## [TEXTO]
···

Julie Lythcott-Haims |
Entrevista com Julie Lythcott-Haims
Stephanie Sachs Feder
A ex-reitora de Stanford diz que o overparenting, a obsessão dos pais de guiar e proteger seus filhos,
criou uma geração de “adultos-crianças” despreparados para o mundo
No
início dos anos 2000, então reitora da Universidade de Stanford [Estados
Unidos], Julie Lythcott-Haims
começou a notar algo curioso no comportamento de seus alunos. Estudantes de 20
e poucos anos, que em breve estariam formados e trabalhando nas melhores
empresas, compareciam à sua sala invariavelmente acompanhados do pai ou da mãe.
E, quando ela lhes perguntava o que queriam de seu futuro, olhavam para os pais
em busca de uma resposta.
Foi
a partir dessa experiência – e da sua própria , como mãe – que ela passou a
estudar o overparenting, expressão americana para o hábito de proteger excessivamente os filhos. O fenômeno surgiu
quando a geração do pós-guerra, tratada com rigidez pelos pais, mas
influenciada pela contracultura dos anos 60 de 70, decidiu criar suas crianças
de forma diferente – menos rigor e mais amor, menos cobranças e mais
compreensão.
Os
exageros na aplicação da fórmula, argumenta ela, ajudaram a produzir uma
geração de adultos incapazes de decidir
por conta própria e com dificuldades de
se adequar ao mercado de trabalho.
Julie
Lythcott-Haims deu a seguinte entrevista a VEJA, por telefone.
A
senhora afirma que esta é a primeira geração de “adultos-crianças” da história.
Como eles são?
Julie Lythcott-Haims: Trata-se de pessoas que não
se sentem capazes de tomar as próprias decisões nem de lidar com contratempos e
decepções. Ao primeiro sinal de problemas, pegam o telefone ou teclam para os
pais para pedir orientação. Ora, um adulto é, por definição, alguém capaz de
refletir e descobrir como lidar com determinada situação.

···

## [SEÇÃO DE DADOS]
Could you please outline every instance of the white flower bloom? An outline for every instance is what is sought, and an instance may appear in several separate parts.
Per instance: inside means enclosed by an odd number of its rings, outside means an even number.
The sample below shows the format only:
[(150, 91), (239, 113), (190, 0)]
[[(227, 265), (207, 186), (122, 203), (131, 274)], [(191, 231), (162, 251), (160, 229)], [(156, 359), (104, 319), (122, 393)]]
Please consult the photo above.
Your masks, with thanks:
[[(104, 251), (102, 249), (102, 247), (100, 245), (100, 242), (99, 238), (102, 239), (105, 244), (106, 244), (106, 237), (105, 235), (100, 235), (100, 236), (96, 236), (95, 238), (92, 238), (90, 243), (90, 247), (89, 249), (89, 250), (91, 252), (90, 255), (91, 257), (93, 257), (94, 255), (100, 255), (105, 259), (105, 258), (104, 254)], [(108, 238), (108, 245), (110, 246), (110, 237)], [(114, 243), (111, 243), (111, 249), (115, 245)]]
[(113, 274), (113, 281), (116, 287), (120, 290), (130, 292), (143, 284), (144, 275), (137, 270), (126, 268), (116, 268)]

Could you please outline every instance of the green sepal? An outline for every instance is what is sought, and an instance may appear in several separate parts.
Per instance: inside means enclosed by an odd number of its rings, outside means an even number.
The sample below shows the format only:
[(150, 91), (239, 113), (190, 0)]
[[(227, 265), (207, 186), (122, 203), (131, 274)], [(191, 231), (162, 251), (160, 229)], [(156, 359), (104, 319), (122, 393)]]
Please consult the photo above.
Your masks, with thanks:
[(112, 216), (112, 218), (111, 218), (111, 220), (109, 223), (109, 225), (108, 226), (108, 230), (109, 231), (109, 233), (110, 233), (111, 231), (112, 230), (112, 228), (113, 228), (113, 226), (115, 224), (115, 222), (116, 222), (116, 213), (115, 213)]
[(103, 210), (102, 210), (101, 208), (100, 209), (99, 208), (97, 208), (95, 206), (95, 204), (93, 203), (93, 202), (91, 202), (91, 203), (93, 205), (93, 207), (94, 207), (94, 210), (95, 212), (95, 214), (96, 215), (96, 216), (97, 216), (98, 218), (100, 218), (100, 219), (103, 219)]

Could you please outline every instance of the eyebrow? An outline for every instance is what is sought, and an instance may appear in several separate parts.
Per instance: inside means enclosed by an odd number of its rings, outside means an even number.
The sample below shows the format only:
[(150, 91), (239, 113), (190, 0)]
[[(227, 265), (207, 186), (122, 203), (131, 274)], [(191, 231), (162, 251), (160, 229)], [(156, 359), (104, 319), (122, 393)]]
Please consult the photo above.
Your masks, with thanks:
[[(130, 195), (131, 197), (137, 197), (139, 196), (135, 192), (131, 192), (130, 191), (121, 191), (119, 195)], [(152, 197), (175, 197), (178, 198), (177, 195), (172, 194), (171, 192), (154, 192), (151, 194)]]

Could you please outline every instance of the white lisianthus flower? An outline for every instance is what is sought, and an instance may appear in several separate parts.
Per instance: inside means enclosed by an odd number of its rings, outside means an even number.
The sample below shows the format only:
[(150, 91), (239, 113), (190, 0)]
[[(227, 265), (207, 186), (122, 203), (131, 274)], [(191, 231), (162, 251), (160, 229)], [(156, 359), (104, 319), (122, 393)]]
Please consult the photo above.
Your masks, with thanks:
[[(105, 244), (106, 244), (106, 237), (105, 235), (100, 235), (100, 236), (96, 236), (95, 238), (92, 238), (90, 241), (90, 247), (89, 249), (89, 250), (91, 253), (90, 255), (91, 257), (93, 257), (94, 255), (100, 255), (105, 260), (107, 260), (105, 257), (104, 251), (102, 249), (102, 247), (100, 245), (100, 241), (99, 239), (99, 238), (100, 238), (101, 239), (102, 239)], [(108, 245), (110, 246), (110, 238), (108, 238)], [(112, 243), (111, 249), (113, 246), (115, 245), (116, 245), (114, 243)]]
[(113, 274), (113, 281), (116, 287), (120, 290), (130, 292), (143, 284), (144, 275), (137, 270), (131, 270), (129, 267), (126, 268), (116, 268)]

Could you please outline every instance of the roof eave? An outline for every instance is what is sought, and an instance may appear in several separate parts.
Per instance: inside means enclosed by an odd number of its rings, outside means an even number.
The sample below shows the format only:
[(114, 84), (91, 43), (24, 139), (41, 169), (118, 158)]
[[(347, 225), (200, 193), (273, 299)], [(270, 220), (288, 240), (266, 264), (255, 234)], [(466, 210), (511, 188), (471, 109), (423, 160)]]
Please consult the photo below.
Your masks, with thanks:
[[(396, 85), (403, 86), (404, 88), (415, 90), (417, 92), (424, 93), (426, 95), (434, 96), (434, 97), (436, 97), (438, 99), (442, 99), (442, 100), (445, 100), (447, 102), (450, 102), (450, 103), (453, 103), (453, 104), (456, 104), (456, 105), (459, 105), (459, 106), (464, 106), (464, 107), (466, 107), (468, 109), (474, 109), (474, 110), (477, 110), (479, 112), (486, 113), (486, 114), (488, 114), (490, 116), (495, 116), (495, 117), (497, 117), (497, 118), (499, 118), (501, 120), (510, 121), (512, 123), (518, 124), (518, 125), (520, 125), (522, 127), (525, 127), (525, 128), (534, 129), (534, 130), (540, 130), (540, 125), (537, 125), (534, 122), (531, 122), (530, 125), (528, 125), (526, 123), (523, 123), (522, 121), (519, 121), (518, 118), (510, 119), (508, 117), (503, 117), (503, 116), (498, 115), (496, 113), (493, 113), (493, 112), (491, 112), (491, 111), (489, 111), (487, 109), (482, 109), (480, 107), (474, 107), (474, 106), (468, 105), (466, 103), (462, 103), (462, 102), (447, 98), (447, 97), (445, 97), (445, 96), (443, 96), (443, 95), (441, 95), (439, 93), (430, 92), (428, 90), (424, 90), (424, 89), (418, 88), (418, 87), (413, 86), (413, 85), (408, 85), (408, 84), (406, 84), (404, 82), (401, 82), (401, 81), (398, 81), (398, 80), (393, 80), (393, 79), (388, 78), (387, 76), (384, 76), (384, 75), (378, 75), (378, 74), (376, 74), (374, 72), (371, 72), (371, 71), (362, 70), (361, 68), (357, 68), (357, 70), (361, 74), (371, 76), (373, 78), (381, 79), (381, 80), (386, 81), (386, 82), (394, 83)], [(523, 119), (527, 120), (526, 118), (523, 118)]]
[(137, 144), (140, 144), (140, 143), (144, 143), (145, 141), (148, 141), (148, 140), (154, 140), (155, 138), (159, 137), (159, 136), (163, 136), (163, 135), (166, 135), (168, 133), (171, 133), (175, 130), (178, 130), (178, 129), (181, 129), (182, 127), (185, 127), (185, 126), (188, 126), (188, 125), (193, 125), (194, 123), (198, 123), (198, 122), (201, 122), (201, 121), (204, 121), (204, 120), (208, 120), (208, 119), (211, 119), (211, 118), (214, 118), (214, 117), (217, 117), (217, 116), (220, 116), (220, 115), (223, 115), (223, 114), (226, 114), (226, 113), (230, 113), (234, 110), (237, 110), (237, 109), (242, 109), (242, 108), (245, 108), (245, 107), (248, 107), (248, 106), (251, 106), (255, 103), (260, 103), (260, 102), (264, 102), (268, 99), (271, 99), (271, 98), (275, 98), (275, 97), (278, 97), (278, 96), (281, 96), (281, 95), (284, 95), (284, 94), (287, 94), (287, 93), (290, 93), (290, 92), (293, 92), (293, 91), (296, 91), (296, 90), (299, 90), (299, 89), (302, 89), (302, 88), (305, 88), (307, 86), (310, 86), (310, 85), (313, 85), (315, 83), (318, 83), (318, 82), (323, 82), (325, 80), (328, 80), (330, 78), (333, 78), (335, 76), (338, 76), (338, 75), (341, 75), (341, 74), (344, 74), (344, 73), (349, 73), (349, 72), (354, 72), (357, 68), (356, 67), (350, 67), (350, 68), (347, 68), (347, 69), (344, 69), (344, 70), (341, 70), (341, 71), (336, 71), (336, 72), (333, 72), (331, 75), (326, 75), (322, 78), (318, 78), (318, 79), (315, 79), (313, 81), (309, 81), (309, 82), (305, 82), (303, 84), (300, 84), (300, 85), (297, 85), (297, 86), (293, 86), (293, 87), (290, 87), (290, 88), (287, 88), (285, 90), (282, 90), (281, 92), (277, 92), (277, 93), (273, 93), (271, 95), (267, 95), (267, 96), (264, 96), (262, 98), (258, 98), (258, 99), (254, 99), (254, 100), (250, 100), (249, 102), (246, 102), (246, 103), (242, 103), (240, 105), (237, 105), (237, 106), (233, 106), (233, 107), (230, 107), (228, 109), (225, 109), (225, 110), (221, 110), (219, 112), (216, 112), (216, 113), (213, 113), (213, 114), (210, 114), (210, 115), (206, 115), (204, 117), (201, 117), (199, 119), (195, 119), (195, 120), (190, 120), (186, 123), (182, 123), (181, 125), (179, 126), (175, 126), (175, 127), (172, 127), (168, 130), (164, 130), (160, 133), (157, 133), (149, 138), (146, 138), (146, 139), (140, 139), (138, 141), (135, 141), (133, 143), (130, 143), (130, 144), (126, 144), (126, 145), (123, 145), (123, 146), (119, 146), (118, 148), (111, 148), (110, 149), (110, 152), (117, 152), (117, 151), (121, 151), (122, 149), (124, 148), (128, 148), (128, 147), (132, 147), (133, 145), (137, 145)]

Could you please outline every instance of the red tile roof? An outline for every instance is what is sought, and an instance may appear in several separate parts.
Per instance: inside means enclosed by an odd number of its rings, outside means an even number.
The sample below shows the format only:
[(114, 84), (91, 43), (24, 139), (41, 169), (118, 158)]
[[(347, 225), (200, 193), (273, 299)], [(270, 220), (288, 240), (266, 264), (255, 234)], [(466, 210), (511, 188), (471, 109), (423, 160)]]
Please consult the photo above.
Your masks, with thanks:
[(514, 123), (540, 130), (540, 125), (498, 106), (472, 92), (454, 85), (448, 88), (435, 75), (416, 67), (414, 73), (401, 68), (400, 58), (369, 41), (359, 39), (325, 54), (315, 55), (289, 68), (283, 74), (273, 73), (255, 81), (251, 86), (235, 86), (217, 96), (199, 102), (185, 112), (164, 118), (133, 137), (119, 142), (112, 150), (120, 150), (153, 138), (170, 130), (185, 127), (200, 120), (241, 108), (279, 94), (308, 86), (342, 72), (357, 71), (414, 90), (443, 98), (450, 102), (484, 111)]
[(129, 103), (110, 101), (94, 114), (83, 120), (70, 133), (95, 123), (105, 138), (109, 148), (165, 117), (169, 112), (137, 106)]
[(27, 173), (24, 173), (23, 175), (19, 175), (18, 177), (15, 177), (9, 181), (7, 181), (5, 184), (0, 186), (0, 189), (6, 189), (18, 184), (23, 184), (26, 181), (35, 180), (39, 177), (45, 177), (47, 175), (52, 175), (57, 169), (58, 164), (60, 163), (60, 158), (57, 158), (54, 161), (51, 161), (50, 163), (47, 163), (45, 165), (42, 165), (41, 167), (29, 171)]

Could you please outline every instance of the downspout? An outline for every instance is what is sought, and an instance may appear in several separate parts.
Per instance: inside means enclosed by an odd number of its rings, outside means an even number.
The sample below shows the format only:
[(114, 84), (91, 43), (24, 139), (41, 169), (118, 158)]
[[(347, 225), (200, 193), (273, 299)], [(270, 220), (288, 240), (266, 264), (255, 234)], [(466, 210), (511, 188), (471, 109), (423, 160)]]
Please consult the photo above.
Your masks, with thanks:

···

Reproduza sem alterações o trecho do texto sobre overparenting que começa nas palavras "Julie Lythcott-Haims |" e termina logo após "pai ou da mãe.".

Julie Lythcott-Haims |
Entrevista com Julie Lythcott-Haims
Stephanie Sachs Feder
A ex-reitora de Stanford diz que o overparenting, a obsessão dos pais de guiar e proteger seus filhos,
criou uma geração de “adultos-crianças” despreparados para o mundo
No
início dos anos 2000, então reitora da Universidade de Stanford [Estados
Unidos], Julie Lythcott-Haims
começou a notar algo curioso no comportamento de seus alunos. Estudantes de 20
e poucos anos, que em breve estariam formados e trabalhando nas melhores
empresas, compareciam à sua sala invariavelmente acompanhados do pai ou da mãe.